ASSIGNMENT =
Leave no picture in, and give every entry again exactly.

RECORDS SUPPLIED =

──────────────────────────────

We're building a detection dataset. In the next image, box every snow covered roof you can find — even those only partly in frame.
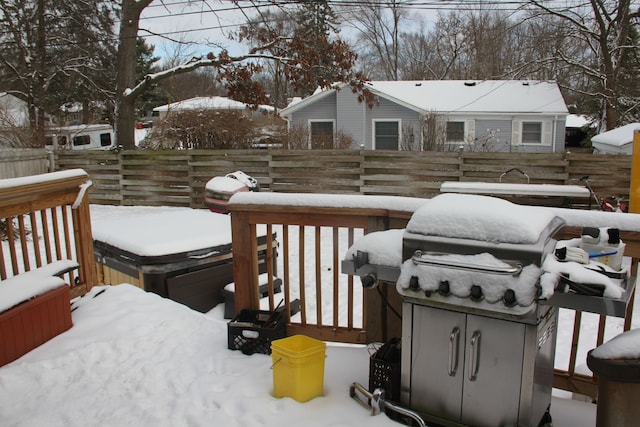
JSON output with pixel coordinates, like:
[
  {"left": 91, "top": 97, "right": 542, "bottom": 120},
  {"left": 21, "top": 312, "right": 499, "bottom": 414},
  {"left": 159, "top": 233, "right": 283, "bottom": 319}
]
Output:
[
  {"left": 280, "top": 80, "right": 568, "bottom": 117},
  {"left": 591, "top": 123, "right": 640, "bottom": 154},
  {"left": 153, "top": 96, "right": 274, "bottom": 113},
  {"left": 566, "top": 114, "right": 594, "bottom": 128}
]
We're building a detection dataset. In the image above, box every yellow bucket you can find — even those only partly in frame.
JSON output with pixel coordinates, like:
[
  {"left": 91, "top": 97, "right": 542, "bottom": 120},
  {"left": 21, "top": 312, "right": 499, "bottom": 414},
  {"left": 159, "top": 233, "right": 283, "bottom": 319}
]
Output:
[{"left": 271, "top": 335, "right": 326, "bottom": 402}]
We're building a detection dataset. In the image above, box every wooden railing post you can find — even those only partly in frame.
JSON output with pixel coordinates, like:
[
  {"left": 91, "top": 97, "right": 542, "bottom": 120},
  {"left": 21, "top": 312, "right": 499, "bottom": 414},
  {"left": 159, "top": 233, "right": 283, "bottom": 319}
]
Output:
[
  {"left": 71, "top": 192, "right": 98, "bottom": 297},
  {"left": 230, "top": 210, "right": 260, "bottom": 314}
]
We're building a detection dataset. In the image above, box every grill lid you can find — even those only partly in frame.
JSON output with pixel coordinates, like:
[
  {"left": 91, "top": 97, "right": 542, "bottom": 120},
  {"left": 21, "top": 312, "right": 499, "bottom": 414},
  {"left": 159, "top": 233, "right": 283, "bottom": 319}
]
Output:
[
  {"left": 406, "top": 193, "right": 559, "bottom": 244},
  {"left": 398, "top": 194, "right": 565, "bottom": 309}
]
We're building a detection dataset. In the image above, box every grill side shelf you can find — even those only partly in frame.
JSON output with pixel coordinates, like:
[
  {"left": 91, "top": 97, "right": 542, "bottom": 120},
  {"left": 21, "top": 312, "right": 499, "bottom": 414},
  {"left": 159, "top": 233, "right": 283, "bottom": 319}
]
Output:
[
  {"left": 542, "top": 275, "right": 636, "bottom": 318},
  {"left": 341, "top": 259, "right": 401, "bottom": 284}
]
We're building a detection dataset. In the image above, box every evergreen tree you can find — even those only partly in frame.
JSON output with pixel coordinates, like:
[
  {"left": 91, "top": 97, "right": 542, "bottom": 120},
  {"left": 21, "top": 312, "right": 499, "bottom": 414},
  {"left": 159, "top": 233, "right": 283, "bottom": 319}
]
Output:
[{"left": 135, "top": 37, "right": 166, "bottom": 117}]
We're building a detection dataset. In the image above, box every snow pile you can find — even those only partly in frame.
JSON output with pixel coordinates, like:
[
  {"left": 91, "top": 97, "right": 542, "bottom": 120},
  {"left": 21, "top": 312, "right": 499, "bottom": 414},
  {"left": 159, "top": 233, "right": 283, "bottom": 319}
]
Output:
[
  {"left": 0, "top": 284, "right": 393, "bottom": 427},
  {"left": 406, "top": 193, "right": 559, "bottom": 244},
  {"left": 0, "top": 259, "right": 79, "bottom": 313}
]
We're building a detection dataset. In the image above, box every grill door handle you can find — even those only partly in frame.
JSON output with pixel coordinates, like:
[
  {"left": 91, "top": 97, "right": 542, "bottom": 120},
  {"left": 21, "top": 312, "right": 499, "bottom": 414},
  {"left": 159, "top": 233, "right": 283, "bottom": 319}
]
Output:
[
  {"left": 412, "top": 251, "right": 522, "bottom": 276},
  {"left": 468, "top": 330, "right": 481, "bottom": 381},
  {"left": 448, "top": 326, "right": 460, "bottom": 376}
]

──────────────────────────────

SOLUTION TO THIS PROBLEM =
We're building a detection dataset. In the next image, box every snow covered roof you can find — even those only partly in frame.
JSON output with pixel coordinates, like:
[
  {"left": 91, "top": 97, "right": 542, "bottom": 120},
  {"left": 21, "top": 312, "right": 499, "bottom": 414},
  {"left": 159, "top": 233, "right": 283, "bottom": 319}
]
Output:
[
  {"left": 280, "top": 80, "right": 568, "bottom": 117},
  {"left": 591, "top": 123, "right": 640, "bottom": 154},
  {"left": 153, "top": 96, "right": 274, "bottom": 113},
  {"left": 566, "top": 114, "right": 594, "bottom": 128}
]
We're building a detection dataset. In the image above, box every yellow bucket you can find — even those only partly in frame.
JSON output with pixel coordinates, like:
[
  {"left": 91, "top": 97, "right": 542, "bottom": 120},
  {"left": 21, "top": 312, "right": 499, "bottom": 414},
  {"left": 159, "top": 233, "right": 283, "bottom": 319}
]
Output:
[{"left": 271, "top": 335, "right": 326, "bottom": 402}]
We're building a detection dataset. In the image above, box every wooden railing post you can find — even those only partly in frame.
JSON output with pixel coordinates, like:
[
  {"left": 91, "top": 97, "right": 542, "bottom": 120},
  {"left": 21, "top": 312, "right": 499, "bottom": 414},
  {"left": 159, "top": 233, "right": 283, "bottom": 319}
]
Output:
[
  {"left": 71, "top": 192, "right": 98, "bottom": 297},
  {"left": 230, "top": 210, "right": 260, "bottom": 314}
]
We're building a detection dataset. In the image above, box every grill lid you can find — even those only partly in frame.
JSON output with pixel coordinates, like:
[
  {"left": 91, "top": 97, "right": 542, "bottom": 120},
  {"left": 21, "top": 312, "right": 499, "bottom": 414},
  {"left": 159, "top": 233, "right": 283, "bottom": 319}
]
Output:
[
  {"left": 406, "top": 193, "right": 559, "bottom": 244},
  {"left": 398, "top": 194, "right": 565, "bottom": 309}
]
We're building a detection dataset. In the image above, box every grill side shelf you can find — even those only partly in frame.
JSON output with pixel coordinates, like:
[
  {"left": 91, "top": 97, "right": 542, "bottom": 120},
  {"left": 21, "top": 312, "right": 499, "bottom": 414},
  {"left": 159, "top": 233, "right": 283, "bottom": 319}
]
Output:
[
  {"left": 542, "top": 275, "right": 636, "bottom": 318},
  {"left": 341, "top": 259, "right": 401, "bottom": 284}
]
We're building a detection dataset. In the image above, box every evergreen tree you can find — even those only partly in frame.
JSON output with pixel coordinates, like:
[
  {"left": 91, "top": 97, "right": 542, "bottom": 120},
  {"left": 21, "top": 312, "right": 499, "bottom": 414},
  {"left": 159, "top": 233, "right": 283, "bottom": 319}
]
Output:
[{"left": 135, "top": 37, "right": 166, "bottom": 117}]
We're building a detection dataset. In the image above, box every snow pile you can find — even those only partly in frame.
JSON output with pixel coordinates, like:
[
  {"left": 91, "top": 97, "right": 542, "bottom": 120},
  {"left": 21, "top": 312, "right": 499, "bottom": 414},
  {"left": 159, "top": 233, "right": 283, "bottom": 319}
]
Output:
[
  {"left": 0, "top": 284, "right": 393, "bottom": 427},
  {"left": 406, "top": 193, "right": 559, "bottom": 244},
  {"left": 0, "top": 259, "right": 79, "bottom": 313}
]
We're building a detection dataset. In the image above, box every grill door handle you can find — even those only partly in frame.
JSON output with pixel coordinates, like:
[
  {"left": 91, "top": 97, "right": 542, "bottom": 120},
  {"left": 21, "top": 312, "right": 499, "bottom": 414},
  {"left": 159, "top": 233, "right": 283, "bottom": 319}
]
Output:
[
  {"left": 412, "top": 251, "right": 522, "bottom": 276},
  {"left": 468, "top": 330, "right": 481, "bottom": 381},
  {"left": 448, "top": 326, "right": 460, "bottom": 376}
]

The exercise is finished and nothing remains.